Task - Copy the material below line for line, leaving out the picture.
__________
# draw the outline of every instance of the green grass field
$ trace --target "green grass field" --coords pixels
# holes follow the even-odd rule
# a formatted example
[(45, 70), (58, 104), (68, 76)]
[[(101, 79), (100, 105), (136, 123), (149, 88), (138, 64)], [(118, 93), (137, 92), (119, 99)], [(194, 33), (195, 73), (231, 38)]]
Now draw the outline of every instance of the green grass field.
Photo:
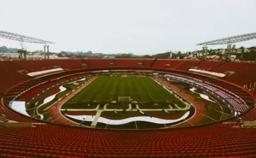
[(151, 77), (121, 76), (99, 76), (68, 100), (65, 107), (71, 108), (74, 103), (110, 103), (113, 101), (127, 103), (130, 102), (130, 98), (138, 102), (147, 103), (163, 103), (168, 100), (181, 108), (185, 107), (183, 102)]

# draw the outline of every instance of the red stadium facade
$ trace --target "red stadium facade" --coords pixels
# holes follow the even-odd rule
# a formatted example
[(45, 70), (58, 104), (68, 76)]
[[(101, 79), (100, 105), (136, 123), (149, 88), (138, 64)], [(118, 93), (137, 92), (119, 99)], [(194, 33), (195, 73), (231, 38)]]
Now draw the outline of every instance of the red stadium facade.
[[(223, 77), (188, 71), (224, 74)], [(56, 72), (31, 72), (56, 69)], [(249, 107), (244, 121), (256, 120), (254, 62), (161, 59), (65, 59), (0, 61), (0, 113), (35, 127), (0, 128), (0, 157), (256, 157), (255, 127), (233, 126), (235, 118), (198, 126), (152, 130), (99, 130), (57, 124), (23, 115), (8, 103), (30, 99), (52, 85), (98, 70), (151, 70), (213, 83), (241, 97)], [(46, 71), (46, 72), (47, 72)], [(90, 73), (90, 72), (89, 72)], [(50, 82), (49, 82), (50, 81)], [(21, 96), (21, 92), (31, 89)], [(255, 94), (255, 93), (254, 93)]]

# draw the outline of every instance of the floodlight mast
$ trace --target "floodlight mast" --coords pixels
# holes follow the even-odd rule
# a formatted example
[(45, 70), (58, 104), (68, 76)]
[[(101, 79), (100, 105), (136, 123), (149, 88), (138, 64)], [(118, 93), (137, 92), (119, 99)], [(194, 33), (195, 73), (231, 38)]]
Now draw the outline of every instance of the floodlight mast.
[[(197, 44), (196, 45), (204, 45), (204, 46), (203, 46), (203, 49), (205, 50), (204, 47), (207, 47), (207, 45), (221, 45), (226, 44), (227, 49), (228, 51), (229, 51), (231, 48), (232, 43), (248, 41), (254, 39), (256, 39), (256, 33), (223, 38), (215, 40)], [(203, 53), (203, 59), (204, 59), (205, 58)]]
[[(45, 47), (46, 46), (47, 47), (48, 59), (49, 59), (49, 47), (48, 44), (55, 44), (53, 42), (49, 41), (46, 41), (28, 36), (23, 35), (20, 34), (18, 34), (16, 33), (13, 33), (1, 30), (0, 30), (0, 37), (12, 40), (19, 41), (20, 44), (20, 46), (22, 47), (22, 49), (23, 50), (24, 50), (25, 48), (24, 42), (47, 44), (47, 46), (44, 45), (44, 47), (45, 49), (45, 54), (46, 54)], [(45, 58), (46, 59), (46, 55), (45, 55)]]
__________
The response -
# draw the outline of every instance of the green grass field
$ trace --target "green grass field" --coords pixels
# holes follow the even-odd rule
# a formatted example
[(45, 70), (58, 104), (68, 76)]
[[(101, 79), (100, 105), (136, 123), (149, 88), (138, 64)], [(118, 93), (137, 92), (119, 99)], [(194, 33), (195, 73), (231, 38)]]
Now draw the outline of every instance of the green grass field.
Photo:
[(151, 77), (121, 76), (99, 76), (68, 100), (65, 107), (71, 108), (74, 103), (110, 103), (113, 101), (127, 103), (130, 102), (130, 98), (138, 102), (147, 103), (163, 103), (168, 100), (181, 108), (185, 107), (183, 102)]

# draw the outline of every instance of the red stadium facade
$ trace --target "red stadium facade" --coords pixels
# holes follow the even-odd rule
# a formatted example
[(45, 70), (58, 104), (68, 76)]
[[(101, 79), (100, 105), (136, 123), (149, 88), (138, 64)], [(118, 93), (137, 92), (119, 99)], [(194, 33), (195, 73), (231, 38)]]
Now draw the outline of every instance of the red stadium facade.
[[(223, 77), (188, 71), (224, 74)], [(56, 72), (31, 72), (56, 69)], [(249, 107), (244, 121), (256, 120), (254, 62), (161, 59), (65, 59), (0, 61), (0, 113), (35, 127), (0, 128), (0, 157), (256, 157), (255, 127), (233, 126), (235, 118), (198, 126), (152, 130), (99, 130), (57, 124), (23, 115), (8, 103), (30, 99), (52, 85), (98, 70), (151, 70), (213, 83), (241, 97)], [(46, 71), (46, 72), (47, 72)], [(90, 73), (90, 72), (89, 72)], [(50, 82), (49, 82), (50, 81)], [(21, 96), (21, 92), (31, 89)], [(255, 94), (255, 93), (254, 93)]]

# draw the outline of every instance of the floodlight mast
$ trace --target "floodlight mast" --coords pixels
# holes follow the even-odd rule
# a formatted example
[(45, 70), (58, 104), (68, 76)]
[[(101, 79), (100, 105), (136, 123), (149, 88), (138, 64)], [(118, 93), (137, 92), (119, 99)], [(194, 33), (195, 73), (231, 38)]]
Now draw the outline of every instance of the floodlight mast.
[[(197, 44), (196, 45), (204, 45), (204, 46), (203, 46), (203, 49), (205, 50), (204, 47), (207, 47), (207, 45), (221, 45), (226, 44), (227, 49), (228, 51), (229, 51), (231, 48), (232, 43), (248, 41), (254, 39), (256, 39), (256, 33), (223, 38), (215, 40)], [(203, 53), (203, 59), (204, 59), (205, 58)]]
[[(45, 47), (46, 46), (47, 47), (48, 59), (49, 59), (49, 47), (48, 44), (55, 44), (53, 42), (49, 41), (46, 41), (28, 36), (23, 35), (20, 34), (18, 34), (16, 33), (13, 33), (1, 30), (0, 30), (0, 37), (12, 40), (19, 41), (20, 44), (20, 46), (22, 47), (22, 49), (23, 50), (24, 50), (25, 48), (24, 42), (47, 44), (47, 46), (44, 45), (44, 47), (45, 49), (45, 54), (46, 54)], [(45, 58), (46, 59), (46, 55), (45, 55)]]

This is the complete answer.